*** Block opens ***

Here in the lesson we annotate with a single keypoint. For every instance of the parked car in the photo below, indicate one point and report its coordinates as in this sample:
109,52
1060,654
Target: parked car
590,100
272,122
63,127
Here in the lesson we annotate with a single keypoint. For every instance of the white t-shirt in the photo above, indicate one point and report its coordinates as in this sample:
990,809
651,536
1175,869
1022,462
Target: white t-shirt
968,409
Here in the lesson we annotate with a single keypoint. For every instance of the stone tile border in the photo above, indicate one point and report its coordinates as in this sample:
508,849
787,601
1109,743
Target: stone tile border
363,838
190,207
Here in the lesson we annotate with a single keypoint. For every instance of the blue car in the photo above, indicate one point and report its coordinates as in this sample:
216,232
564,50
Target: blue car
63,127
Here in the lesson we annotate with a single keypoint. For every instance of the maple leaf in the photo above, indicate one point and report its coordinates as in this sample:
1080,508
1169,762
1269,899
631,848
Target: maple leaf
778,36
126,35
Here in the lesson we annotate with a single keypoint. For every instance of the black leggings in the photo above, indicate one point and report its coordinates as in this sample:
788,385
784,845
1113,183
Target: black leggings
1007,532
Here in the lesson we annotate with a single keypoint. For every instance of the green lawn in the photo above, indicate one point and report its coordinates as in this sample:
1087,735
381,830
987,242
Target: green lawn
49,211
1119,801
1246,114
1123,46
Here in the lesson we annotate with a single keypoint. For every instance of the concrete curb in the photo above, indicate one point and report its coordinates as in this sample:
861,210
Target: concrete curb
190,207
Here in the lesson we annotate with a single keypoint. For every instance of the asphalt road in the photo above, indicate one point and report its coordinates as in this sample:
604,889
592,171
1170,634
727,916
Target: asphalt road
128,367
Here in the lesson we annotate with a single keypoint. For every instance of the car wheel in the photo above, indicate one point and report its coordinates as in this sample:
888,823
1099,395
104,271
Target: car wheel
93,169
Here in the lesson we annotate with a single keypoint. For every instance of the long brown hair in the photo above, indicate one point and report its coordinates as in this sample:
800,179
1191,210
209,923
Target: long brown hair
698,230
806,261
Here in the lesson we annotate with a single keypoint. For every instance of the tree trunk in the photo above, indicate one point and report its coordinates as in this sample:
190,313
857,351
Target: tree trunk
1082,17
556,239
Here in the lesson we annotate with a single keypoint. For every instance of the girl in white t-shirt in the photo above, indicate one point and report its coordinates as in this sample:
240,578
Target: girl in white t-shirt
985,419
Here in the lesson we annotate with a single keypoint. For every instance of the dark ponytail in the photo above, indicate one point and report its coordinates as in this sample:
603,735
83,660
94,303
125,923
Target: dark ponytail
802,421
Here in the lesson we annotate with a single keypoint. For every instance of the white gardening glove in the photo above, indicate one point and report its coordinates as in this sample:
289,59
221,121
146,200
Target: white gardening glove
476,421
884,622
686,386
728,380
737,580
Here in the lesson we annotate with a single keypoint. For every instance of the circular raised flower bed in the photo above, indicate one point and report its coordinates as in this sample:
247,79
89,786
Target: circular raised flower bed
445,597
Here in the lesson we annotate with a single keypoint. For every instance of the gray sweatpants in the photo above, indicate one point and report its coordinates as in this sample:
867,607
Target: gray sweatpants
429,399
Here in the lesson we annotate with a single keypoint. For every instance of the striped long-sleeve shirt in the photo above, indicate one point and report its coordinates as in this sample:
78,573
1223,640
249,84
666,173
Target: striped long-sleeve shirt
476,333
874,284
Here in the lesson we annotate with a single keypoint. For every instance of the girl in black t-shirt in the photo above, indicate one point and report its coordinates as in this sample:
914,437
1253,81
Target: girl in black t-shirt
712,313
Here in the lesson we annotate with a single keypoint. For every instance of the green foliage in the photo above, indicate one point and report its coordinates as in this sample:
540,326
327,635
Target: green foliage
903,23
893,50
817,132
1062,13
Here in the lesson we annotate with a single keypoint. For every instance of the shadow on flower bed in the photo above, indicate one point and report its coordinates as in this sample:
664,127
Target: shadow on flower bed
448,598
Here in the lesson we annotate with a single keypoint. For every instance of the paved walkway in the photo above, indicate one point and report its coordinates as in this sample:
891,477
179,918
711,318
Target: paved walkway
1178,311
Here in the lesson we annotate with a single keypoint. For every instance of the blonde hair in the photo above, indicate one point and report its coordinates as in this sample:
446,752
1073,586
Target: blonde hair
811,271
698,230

*** Block closes ***

> _Assignment_
Copy each line above exactly as it stands.

> _Output for this exercise_
Here in the lesson we annotate with a single keypoint. For every instance of the parked car in the photo below, indicate one point and report its coordinates as in this sample:
109,52
1060,654
Target: parked car
590,100
272,122
63,127
Here in the lesson we annotate with a single keypoint. For every instance of the white t-shirt in the photo above, indicate one point and report its coordinates as in this sample:
990,809
651,536
1175,869
1022,462
Target: white t-shirt
968,409
Here in the lesson we annotate with a single keypoint. For every instance of the stone tile border in the photo above, indicate one point and report its coordinates as in this sample:
508,849
787,601
1109,743
Target: stone tile border
363,838
190,207
Here in the lesson we annotate with a single keypoint. For every instance of the blue car in the photo above, indicate one point and report its coordinates as in this sample:
216,232
564,50
Target: blue car
63,127
Here in the lesson we annotate with a single keypoint. For every instance of the maple leaf in the photo above, indicate one point and report its coordinates as in this sample:
1080,508
1169,762
1269,899
631,848
Target: maple leaf
778,36
126,35
Here in the lesson we annotate with a single keypoint. For every instance of the black leggings in the photo above, indicate one point and report its coordinates as in this sample:
788,385
784,845
1113,183
Target: black leggings
1007,532
Here in the lesson we annotate with a single keypoint. For every instance of the green lawn in the photo above, indicate one point and report its coordinates as in this sample:
1087,735
381,830
987,242
Target: green lawn
49,211
1119,801
1246,114
1123,46
Here in the lesson we annotate with a single keypoint. For every instance of the concrete curb in the photo above, indicate one point and report its coordinates as in this sample:
861,210
Target: concrete curb
190,207
Here in the lesson we annotate with a single keypoint. For every instance of the asphalt road in the photo above, indicate one point and report its coordinates as in this sample:
604,889
592,171
1170,634
727,916
Target: asphalt road
128,367
Here in the lesson we annotate with a single keypoint. For every instance of the car wheel in the photo above, indicate one point and report its coordinates as in this sample:
888,823
1099,395
104,271
Target: car wheel
93,169
Here in the lesson we annotate with a single keypoint. For every instance of the long brown hair in the photo above, indicate one point and report its coordinates as in this sample:
800,179
1191,210
209,923
Target: long brown hair
698,230
806,261
Here in the lesson we annotate with a single keypoint. For every instance of the tree trunk in the photo above, indicate one point and report its coordinates as in this sample:
190,313
857,351
Target: tree trunk
1082,17
556,239
Here in the lesson we annotate with a single keypoint. For every instance of the girl in white t-shirt in the photo above, indicate one point and report its coordinates as in this sample:
240,578
Target: girl in white t-shirt
985,419
Here in the lesson we annotate with a single keypoint. For every instance of the dark ponytail in the photo above, indicate one point and report its coordinates as in this sample:
603,735
83,660
94,303
125,923
Target: dark ponytail
802,421
Here in the lesson we annotate with a single keypoint. For every instance of the white gardening glove in the photo above, indicate one point and report its coordinates as in this sample:
289,59
221,121
146,200
Target: white gardening glove
476,421
884,622
686,386
728,380
737,580
Here in the lesson we annotate with a single keypoint. For every instance of the circular raised flower bed in the photo above, indicate one point and report its coordinates as in this sample:
247,79
89,786
Target: circular raised flower bed
445,597
Here in the lesson we annotate with a single keypoint. For every instance of the gray sweatpants in the photo above, indicate one point and report its coordinates as in this sample:
867,607
Target: gray sweatpants
429,399
Here in the lesson we annotate with a single keypoint. For every instance of the striped long-sleeve shirt in the photo above, indicate one point and report its coordinates as in this sample:
78,573
1223,640
249,84
666,173
Target: striped long-sleeve shirt
476,333
874,284
Here in the lesson we annotate with a single keypoint. For every instance of the girl in black t-shirt in the photo above, indicate one point and report its coordinates as in this sample:
914,437
1253,81
Target: girl in black t-shirt
712,313
Here in the lesson we annotate with a single keypoint. For every instance of the green foliage in the photo above, indicate one point and report its coordinates as in this sample:
540,326
327,635
Target: green foliage
903,23
893,50
817,132
1062,13
Here in the lesson we annotate with a single keypoint. For every instance of the shadow on flower bed in the photo above, indicate one point and report its coordinates as in this sample:
664,127
Target: shadow on flower bed
448,598
Here in the lesson we annotate with a single keypoint. For every instance of the paved walkway in the photo above, indicate one point and report its coordinates as in this sample:
891,477
179,918
711,318
Target: paved walkway
1178,311
Here in the lesson we annotate with a single keypoint. For every instance of the blonde hair in the photo above, indicate one point and report its coordinates as in this sample:
446,752
1073,586
Target: blonde hair
811,271
698,230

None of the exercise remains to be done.